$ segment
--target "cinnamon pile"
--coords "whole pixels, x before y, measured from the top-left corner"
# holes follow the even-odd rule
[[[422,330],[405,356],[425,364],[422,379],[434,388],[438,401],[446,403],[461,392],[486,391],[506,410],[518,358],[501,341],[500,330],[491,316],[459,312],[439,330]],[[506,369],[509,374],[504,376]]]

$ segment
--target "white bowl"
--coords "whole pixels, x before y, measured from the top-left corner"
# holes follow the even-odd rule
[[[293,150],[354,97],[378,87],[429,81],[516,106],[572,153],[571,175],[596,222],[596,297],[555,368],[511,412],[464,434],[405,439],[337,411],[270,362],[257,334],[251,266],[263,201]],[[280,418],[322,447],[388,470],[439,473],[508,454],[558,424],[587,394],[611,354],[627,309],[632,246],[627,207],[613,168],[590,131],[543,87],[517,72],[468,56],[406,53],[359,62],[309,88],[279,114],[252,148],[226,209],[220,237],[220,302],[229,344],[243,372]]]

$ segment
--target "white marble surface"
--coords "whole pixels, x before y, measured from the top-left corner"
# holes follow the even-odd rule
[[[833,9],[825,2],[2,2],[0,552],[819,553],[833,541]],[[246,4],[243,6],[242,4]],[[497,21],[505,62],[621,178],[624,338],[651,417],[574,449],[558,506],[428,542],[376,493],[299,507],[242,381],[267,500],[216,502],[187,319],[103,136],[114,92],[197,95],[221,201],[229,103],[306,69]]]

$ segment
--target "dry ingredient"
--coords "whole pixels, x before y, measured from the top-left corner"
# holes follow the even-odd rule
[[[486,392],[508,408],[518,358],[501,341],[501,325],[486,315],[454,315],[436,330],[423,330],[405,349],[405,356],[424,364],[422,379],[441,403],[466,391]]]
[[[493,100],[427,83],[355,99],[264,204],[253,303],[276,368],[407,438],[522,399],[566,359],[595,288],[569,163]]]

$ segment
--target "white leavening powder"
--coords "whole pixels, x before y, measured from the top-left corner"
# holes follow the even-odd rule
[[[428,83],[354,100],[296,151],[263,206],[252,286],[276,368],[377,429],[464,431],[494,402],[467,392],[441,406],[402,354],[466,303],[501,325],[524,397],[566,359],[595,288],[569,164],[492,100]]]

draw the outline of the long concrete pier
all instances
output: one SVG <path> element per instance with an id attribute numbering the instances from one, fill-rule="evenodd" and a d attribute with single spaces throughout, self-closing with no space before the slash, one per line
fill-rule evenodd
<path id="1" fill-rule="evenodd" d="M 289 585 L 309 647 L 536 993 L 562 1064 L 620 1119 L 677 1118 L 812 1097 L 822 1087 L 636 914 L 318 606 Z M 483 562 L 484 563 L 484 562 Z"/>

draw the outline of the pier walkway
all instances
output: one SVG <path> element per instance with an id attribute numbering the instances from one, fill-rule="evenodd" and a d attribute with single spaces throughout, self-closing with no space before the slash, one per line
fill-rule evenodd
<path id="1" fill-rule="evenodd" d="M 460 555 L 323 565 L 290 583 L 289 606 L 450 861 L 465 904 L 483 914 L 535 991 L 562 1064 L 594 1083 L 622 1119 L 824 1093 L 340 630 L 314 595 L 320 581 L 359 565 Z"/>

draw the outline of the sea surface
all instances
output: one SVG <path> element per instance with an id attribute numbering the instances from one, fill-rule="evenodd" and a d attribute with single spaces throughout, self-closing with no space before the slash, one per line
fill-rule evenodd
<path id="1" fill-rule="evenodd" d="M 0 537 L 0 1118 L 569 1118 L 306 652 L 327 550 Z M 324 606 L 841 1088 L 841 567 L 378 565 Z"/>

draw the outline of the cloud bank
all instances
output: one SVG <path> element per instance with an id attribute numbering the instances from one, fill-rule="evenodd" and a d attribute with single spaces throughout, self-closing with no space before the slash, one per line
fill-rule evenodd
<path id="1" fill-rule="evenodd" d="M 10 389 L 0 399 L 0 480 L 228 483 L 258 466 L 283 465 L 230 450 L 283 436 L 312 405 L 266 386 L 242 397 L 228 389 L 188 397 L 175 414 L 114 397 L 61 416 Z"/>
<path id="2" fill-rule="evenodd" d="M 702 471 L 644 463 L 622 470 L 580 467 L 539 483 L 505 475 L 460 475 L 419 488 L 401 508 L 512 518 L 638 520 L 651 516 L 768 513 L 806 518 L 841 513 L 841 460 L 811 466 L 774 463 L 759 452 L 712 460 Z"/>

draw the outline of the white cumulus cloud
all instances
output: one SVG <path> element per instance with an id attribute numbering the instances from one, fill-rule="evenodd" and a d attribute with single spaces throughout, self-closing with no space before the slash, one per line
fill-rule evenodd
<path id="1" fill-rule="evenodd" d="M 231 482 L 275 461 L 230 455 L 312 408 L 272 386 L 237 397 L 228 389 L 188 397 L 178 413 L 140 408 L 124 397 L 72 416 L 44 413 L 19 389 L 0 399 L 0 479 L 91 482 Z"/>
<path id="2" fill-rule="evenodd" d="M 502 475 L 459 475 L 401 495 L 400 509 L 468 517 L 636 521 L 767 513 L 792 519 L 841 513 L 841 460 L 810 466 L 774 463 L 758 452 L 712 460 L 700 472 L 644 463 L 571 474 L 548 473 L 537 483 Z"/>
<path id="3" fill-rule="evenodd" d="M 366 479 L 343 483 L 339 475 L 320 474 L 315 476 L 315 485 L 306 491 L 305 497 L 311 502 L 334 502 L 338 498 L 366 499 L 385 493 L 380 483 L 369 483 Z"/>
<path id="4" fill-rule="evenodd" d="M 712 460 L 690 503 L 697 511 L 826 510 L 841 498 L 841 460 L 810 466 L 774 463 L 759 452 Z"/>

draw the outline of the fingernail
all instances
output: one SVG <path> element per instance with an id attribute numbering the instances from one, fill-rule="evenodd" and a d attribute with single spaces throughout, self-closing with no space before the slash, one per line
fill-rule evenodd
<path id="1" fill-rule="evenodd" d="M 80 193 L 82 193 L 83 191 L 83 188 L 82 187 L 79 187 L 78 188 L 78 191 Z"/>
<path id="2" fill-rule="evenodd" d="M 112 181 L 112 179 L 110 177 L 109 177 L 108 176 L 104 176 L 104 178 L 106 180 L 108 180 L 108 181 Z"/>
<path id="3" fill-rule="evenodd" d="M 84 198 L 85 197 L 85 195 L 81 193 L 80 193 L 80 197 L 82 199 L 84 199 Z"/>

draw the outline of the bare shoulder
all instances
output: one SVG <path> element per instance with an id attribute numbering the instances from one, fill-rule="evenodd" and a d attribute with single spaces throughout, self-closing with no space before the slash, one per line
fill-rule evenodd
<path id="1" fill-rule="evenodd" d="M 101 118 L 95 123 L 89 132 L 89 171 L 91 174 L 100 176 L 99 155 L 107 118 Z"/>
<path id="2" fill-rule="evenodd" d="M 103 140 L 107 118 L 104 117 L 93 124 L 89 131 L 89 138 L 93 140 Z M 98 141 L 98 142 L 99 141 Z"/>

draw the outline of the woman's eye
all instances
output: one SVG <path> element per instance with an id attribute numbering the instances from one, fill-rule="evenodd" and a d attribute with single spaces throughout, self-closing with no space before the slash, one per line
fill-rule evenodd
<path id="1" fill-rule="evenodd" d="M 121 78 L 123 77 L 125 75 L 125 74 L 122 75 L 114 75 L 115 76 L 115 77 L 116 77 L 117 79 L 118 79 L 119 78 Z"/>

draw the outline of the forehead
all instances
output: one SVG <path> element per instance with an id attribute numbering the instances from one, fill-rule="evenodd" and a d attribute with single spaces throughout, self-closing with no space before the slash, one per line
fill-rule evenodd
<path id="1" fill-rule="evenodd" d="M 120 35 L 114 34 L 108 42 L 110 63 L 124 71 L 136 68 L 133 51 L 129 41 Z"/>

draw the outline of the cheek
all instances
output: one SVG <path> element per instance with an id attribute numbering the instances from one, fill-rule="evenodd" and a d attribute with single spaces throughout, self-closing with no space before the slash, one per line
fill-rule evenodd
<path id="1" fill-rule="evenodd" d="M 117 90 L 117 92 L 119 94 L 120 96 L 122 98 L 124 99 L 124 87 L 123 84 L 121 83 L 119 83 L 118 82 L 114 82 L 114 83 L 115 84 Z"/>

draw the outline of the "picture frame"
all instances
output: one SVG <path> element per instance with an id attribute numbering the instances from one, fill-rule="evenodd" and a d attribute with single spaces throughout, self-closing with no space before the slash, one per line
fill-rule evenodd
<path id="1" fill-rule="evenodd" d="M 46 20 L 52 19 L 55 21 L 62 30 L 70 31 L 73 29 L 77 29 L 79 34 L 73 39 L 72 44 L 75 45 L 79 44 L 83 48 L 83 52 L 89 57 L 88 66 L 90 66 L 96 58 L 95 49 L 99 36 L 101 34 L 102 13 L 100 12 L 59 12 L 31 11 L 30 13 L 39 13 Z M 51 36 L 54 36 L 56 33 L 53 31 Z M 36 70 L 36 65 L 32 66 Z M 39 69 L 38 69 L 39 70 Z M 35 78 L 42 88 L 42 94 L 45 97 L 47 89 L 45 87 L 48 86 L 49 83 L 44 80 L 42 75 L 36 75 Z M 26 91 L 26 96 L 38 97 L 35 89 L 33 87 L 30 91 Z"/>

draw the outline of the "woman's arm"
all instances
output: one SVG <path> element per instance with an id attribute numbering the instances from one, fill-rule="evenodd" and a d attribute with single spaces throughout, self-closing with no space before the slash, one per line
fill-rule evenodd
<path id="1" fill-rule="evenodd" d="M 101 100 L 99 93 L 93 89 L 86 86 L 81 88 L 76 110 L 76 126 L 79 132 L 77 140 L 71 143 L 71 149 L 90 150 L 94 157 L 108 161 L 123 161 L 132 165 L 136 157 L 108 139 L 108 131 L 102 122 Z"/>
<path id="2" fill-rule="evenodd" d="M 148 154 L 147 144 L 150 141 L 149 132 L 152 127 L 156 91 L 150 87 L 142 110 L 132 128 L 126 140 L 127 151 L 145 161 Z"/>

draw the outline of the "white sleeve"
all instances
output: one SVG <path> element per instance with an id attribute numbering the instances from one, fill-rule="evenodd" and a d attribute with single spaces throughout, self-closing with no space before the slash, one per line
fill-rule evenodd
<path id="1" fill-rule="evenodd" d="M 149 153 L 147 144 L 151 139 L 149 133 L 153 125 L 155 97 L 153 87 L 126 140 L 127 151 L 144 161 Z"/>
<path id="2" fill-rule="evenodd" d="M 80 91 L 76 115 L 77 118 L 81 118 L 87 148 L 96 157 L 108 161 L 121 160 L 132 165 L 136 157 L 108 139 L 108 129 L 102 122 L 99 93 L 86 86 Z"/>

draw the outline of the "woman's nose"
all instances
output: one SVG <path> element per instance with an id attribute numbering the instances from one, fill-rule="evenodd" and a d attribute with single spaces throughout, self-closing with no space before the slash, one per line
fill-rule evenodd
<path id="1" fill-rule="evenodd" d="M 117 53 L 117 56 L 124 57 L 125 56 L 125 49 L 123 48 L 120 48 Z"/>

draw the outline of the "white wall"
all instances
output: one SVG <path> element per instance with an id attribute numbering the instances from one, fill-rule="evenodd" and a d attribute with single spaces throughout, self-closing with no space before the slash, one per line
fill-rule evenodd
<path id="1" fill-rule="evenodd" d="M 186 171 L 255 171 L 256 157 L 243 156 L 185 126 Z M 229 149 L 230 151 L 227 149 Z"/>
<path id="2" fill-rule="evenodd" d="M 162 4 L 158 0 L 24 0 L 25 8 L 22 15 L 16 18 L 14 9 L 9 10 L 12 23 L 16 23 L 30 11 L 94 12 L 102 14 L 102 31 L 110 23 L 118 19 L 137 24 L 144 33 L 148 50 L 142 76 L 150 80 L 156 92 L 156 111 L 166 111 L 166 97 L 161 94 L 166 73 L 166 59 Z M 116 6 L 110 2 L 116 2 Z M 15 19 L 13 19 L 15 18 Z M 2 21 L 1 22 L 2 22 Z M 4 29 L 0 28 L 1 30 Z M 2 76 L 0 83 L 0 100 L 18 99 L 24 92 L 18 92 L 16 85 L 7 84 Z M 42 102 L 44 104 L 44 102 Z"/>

• [Task details]: List every line of the listing above that contains the string "surface", matching case exactly.

• [Written solution]:
--target "white marble surface"
draw the outline of the sea surface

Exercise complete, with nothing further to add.